§ Exercise
Copy out the data so that nothing differs from the original.

* * *

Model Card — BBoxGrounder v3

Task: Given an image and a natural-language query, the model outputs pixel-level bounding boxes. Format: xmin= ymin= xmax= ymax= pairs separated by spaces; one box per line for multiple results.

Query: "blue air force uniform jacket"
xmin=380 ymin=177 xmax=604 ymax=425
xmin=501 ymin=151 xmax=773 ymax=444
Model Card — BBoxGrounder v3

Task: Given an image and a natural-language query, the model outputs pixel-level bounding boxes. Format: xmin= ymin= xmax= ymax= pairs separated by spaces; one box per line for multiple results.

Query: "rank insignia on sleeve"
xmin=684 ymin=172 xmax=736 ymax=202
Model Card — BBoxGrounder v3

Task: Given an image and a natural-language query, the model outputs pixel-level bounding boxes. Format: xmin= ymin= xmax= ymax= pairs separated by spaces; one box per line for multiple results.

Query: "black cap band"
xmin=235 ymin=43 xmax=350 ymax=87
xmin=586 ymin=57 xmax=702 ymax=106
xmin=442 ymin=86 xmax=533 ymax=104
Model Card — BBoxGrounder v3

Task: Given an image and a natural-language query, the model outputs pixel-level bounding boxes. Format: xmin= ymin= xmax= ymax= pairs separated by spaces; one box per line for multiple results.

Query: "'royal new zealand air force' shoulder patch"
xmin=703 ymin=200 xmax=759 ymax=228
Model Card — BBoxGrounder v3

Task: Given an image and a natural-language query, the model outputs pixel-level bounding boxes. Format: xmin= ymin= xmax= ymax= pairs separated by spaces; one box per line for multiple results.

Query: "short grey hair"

* * *

§ Your solution
Model Card — BBoxGrounder v3

Task: Given an image and a natural-language query, the model outputs pixel-level bounding boxes. Format: xmin= ymin= xmax= ymax= pairs separated by spaces; one box per line for multiple results.

Query: "blue air force uniform jacket"
xmin=380 ymin=177 xmax=604 ymax=425
xmin=501 ymin=151 xmax=773 ymax=444
Model Card — BBoxGrounder v3

Task: Given an image and a natural-language query, the model outputs pixel-level bounding boxes. Format: xmin= ymin= xmax= ymax= pairs separated by spaces; one box per line for multiple results.

Query: "rank insignia on sleeve"
xmin=684 ymin=172 xmax=736 ymax=202
Model Card — BBoxGrounder v3

Task: Given an image and a natural-language query, the model outputs pixel-level bounding boxes. Format: xmin= ymin= xmax= ymax= pairs separated by spaces; one box per line for multiple results.

Query: "black cap band"
xmin=235 ymin=43 xmax=350 ymax=87
xmin=586 ymin=57 xmax=702 ymax=106
xmin=442 ymin=86 xmax=533 ymax=104
Model Card — BBoxGrounder v3

Task: Given an image and a natural-language query, the model outputs pixel-level bounding boxes. Format: xmin= ymin= xmax= ymax= pairs separated by spaces; one box per line for multiple results.

Query: "'royal new zealand air force' shoulder patch"
xmin=703 ymin=200 xmax=759 ymax=228
Model Card — BBoxGrounder v3

Task: Given an image and a natural-language query, the model outputs pixel-level bounding boxes. Format: xmin= ymin= xmax= ymax= pairs separated by spaces; one box per line for multiple results.

Query: "short grey hair"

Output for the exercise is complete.